━━━ MATERIAL FOR THIS EXERCISE

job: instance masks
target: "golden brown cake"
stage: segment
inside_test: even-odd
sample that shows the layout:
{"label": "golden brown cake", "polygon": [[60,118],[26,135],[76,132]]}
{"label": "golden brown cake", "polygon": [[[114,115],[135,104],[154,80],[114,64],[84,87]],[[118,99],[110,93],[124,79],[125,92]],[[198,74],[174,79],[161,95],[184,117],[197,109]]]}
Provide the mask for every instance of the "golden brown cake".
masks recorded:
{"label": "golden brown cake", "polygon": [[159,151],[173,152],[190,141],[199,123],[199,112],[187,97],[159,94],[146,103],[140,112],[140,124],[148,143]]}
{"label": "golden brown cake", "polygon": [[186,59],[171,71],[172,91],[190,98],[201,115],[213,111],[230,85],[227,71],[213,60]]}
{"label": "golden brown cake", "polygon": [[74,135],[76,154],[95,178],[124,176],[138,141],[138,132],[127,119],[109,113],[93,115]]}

━━━━━━

**EXERCISE OBJECTIVE**
Using the data above, restate word for word the lines from its opening line through the line that contains "Provide the mask", and no more.

**EXERCISE SOLUTION**
job: instance masks
target: "golden brown cake"
stage: segment
inside_test: even-odd
sample that shows the layout:
{"label": "golden brown cake", "polygon": [[60,118],[26,135],[76,132]]}
{"label": "golden brown cake", "polygon": [[[114,115],[135,104],[154,80],[114,64],[84,87]],[[118,99],[110,93],[124,79],[125,92]],[[198,74],[174,79],[161,95],[184,117],[197,109]]]}
Provide the mask for every instance of the "golden brown cake".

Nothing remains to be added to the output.